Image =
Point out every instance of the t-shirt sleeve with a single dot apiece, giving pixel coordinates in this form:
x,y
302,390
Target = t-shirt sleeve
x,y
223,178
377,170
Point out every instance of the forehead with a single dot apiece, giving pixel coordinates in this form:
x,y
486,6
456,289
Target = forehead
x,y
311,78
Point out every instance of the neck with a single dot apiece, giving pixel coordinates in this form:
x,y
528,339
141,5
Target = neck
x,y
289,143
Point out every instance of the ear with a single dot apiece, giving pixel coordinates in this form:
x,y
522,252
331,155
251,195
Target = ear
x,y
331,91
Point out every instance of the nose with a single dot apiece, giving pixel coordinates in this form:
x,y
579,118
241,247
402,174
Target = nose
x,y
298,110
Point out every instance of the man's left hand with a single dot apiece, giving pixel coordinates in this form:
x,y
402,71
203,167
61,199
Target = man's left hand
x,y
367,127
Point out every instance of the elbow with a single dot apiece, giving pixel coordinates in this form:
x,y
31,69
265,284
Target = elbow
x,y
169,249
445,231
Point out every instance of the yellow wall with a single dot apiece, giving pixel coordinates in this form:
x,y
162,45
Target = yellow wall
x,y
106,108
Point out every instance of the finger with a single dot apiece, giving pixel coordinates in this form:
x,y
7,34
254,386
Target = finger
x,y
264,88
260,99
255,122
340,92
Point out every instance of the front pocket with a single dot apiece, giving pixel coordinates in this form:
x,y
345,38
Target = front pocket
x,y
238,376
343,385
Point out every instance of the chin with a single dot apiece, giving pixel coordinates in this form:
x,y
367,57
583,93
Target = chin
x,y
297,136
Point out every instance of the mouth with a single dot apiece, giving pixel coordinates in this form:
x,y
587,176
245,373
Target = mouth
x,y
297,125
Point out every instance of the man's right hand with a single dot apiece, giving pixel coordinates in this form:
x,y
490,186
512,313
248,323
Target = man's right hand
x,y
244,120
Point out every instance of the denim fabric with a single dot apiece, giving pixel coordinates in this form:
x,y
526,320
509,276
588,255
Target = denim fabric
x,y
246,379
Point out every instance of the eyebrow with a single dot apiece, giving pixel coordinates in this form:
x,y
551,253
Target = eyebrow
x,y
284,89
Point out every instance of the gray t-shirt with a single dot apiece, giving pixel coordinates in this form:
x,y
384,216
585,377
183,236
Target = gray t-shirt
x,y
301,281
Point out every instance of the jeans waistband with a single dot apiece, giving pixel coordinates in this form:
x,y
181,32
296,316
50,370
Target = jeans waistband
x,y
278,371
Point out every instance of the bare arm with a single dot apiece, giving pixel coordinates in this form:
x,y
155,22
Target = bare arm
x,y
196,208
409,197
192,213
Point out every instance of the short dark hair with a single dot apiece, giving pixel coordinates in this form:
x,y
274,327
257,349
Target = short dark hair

********

**WORK TO COMPLETE**
Please extract exactly, and only, the lines from the line containing "Point out every instance of the gray" through the last line of the records.

**ANSWER TO THIS PROBLEM**
Point out every instance of the gray t-shirt with a single dot apiece, giving pixel coordinates in this form:
x,y
384,216
585,377
183,236
Target = gray t-shirt
x,y
301,281
Point out every instance of the jeans waistband with a single dot apiece, giving pixel coordinates in this form:
x,y
181,32
296,316
50,370
Target = jeans waistband
x,y
278,371
Point out every instance of the bare arm with a single dot apiece, giving pixel coordinates in this form:
x,y
155,22
Target = bare arm
x,y
196,208
409,197
192,213
Point out every instance of the short dark hair with a single dot apiece, giving pixel coordinates in this form:
x,y
274,327
257,349
Target = short dark hair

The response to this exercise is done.